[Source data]
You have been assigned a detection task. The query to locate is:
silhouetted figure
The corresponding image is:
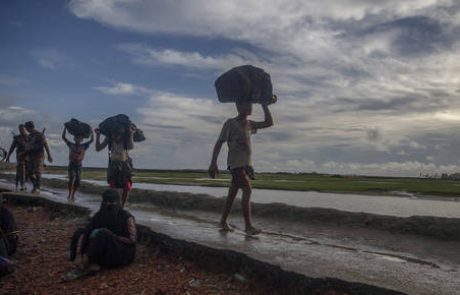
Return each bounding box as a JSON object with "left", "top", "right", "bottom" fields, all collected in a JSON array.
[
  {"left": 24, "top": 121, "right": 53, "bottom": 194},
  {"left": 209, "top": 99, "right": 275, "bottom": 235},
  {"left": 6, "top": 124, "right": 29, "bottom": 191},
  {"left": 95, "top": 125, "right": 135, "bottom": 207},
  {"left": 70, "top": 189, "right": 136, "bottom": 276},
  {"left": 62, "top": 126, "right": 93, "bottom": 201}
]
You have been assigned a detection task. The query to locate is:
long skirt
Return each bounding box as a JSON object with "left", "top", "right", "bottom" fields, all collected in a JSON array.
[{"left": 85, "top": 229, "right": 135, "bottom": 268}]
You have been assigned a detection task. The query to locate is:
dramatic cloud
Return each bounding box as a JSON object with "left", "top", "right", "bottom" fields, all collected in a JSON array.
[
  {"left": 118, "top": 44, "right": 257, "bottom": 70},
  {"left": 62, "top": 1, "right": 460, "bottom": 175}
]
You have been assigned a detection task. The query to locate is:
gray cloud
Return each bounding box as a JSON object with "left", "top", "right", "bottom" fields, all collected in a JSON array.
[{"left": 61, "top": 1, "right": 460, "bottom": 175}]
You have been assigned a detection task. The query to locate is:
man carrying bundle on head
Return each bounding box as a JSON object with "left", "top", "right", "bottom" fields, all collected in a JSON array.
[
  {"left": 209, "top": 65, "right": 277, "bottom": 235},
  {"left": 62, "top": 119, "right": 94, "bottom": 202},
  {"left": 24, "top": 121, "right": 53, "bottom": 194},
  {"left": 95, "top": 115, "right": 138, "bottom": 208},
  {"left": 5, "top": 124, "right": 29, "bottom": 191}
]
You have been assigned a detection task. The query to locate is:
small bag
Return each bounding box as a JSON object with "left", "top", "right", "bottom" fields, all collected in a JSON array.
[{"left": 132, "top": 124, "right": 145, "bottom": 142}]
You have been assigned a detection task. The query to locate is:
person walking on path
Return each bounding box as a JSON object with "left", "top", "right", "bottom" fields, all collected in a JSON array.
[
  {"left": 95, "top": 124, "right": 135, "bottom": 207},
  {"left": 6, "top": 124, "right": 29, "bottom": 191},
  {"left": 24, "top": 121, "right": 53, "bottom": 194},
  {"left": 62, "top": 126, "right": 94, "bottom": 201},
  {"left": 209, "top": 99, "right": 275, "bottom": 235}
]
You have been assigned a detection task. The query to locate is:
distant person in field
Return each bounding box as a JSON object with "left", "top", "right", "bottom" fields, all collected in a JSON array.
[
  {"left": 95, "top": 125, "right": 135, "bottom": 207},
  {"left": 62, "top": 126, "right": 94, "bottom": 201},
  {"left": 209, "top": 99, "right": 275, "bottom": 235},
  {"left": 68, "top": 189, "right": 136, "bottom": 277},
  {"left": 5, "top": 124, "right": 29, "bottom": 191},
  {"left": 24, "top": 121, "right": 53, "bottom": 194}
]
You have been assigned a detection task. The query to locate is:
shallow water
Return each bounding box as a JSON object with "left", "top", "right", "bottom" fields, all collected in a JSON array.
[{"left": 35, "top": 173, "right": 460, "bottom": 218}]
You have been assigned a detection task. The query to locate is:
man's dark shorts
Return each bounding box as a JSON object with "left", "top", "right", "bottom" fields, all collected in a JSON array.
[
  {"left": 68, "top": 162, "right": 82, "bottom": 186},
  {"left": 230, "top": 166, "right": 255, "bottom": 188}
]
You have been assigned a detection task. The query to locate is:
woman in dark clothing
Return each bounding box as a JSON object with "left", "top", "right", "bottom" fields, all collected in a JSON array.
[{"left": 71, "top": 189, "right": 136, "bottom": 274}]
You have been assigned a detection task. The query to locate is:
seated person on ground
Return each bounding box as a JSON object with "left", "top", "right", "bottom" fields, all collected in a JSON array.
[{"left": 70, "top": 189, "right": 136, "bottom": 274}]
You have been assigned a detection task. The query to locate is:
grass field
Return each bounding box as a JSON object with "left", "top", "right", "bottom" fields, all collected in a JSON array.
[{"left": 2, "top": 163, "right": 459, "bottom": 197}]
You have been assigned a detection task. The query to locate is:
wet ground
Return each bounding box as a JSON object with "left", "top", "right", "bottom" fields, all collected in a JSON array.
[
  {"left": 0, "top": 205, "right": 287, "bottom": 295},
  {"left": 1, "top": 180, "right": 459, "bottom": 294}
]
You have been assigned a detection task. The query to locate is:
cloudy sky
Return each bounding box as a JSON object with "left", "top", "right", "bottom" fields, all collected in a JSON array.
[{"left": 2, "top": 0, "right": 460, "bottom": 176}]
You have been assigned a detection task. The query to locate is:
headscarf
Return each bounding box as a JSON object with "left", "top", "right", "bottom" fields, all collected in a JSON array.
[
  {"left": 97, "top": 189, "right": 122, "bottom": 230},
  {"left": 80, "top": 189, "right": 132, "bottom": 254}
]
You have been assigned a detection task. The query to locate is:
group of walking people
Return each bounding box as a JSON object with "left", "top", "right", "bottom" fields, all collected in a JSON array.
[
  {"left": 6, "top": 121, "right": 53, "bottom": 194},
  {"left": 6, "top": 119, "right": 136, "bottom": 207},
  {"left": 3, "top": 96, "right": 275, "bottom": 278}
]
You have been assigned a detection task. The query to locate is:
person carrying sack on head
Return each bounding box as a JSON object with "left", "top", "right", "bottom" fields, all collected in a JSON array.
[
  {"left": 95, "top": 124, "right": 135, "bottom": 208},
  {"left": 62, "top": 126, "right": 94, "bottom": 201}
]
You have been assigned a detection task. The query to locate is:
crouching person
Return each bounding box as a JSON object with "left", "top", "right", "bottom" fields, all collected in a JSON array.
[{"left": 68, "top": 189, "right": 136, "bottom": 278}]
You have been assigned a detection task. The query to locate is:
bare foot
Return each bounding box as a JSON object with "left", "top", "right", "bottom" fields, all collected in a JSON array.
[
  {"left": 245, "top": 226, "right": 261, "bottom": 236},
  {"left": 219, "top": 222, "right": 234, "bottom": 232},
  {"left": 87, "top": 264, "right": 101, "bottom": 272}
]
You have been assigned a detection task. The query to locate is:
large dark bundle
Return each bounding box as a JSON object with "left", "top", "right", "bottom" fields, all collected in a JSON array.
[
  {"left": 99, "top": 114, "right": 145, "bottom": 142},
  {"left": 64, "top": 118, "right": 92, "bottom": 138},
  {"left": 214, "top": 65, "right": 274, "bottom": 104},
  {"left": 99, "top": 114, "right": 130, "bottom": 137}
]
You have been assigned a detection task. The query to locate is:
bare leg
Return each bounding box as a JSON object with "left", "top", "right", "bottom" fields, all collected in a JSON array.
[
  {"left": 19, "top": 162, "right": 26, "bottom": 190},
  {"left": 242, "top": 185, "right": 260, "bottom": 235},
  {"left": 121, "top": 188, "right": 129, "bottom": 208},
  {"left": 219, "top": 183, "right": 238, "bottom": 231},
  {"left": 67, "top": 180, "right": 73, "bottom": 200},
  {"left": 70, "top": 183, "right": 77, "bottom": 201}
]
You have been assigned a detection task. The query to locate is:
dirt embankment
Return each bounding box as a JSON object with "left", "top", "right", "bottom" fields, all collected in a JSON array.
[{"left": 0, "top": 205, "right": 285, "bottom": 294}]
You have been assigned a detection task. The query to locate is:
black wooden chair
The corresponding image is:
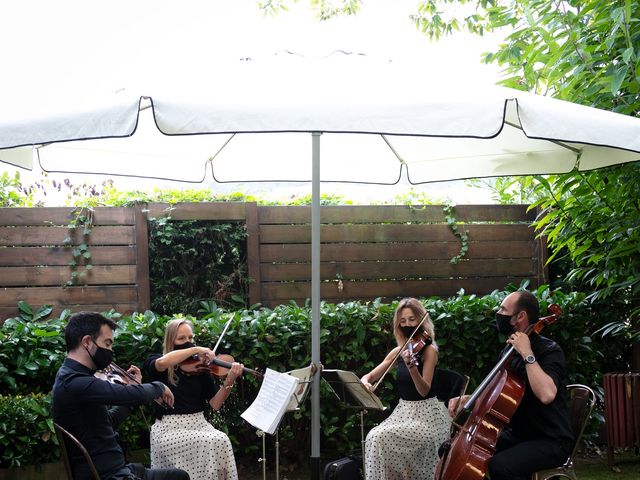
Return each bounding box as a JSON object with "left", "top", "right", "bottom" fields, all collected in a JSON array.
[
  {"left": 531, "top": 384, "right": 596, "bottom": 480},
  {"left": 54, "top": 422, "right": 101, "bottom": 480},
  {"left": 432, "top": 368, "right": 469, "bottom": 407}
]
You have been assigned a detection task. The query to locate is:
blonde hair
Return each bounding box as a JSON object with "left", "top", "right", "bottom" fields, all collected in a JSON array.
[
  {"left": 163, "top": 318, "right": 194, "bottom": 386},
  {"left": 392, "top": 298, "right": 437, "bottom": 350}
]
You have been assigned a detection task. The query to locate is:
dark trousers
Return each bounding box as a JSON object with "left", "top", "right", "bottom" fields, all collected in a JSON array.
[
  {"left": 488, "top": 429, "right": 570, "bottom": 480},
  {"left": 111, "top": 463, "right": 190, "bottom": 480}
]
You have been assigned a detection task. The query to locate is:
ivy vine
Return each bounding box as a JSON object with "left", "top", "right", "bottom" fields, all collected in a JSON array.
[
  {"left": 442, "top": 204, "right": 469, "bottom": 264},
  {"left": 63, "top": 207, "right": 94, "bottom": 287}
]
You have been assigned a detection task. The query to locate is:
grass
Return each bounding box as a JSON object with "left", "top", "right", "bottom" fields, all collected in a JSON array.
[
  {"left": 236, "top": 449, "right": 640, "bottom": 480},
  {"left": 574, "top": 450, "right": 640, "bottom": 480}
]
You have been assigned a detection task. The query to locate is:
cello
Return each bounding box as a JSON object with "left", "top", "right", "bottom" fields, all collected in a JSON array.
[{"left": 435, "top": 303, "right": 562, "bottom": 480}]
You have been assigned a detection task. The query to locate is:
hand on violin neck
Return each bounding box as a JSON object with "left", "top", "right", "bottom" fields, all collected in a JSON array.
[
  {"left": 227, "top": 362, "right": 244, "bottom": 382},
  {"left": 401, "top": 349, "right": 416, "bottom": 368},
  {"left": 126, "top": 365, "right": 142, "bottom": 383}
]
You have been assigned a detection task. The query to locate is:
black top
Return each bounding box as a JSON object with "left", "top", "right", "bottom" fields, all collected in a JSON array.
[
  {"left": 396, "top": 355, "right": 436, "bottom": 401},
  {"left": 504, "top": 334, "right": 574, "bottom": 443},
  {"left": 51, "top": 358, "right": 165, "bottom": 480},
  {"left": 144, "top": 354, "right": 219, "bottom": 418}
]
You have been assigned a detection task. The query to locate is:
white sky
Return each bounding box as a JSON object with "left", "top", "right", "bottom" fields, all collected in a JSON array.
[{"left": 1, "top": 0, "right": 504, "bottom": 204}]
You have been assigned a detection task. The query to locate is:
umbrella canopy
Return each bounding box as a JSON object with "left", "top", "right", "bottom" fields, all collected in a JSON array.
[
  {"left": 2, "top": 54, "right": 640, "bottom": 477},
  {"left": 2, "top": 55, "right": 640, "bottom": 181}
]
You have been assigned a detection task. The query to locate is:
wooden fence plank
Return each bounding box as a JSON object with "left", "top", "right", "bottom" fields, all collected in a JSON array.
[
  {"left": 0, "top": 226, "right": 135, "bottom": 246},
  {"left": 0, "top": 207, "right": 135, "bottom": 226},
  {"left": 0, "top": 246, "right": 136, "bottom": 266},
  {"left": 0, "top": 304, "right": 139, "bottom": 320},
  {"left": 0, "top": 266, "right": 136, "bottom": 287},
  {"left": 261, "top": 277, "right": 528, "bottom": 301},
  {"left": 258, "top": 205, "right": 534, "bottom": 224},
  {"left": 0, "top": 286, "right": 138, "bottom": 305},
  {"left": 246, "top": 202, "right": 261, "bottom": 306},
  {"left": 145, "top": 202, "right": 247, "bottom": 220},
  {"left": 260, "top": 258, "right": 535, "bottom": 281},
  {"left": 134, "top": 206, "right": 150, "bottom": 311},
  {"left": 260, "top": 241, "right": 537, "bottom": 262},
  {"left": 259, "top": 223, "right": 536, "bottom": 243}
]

[TASK TO CARRY OUT] Return each line in the records that holds the string "bundle".

[TASK OUTPUT]
man carrying bundle on head
large dark bundle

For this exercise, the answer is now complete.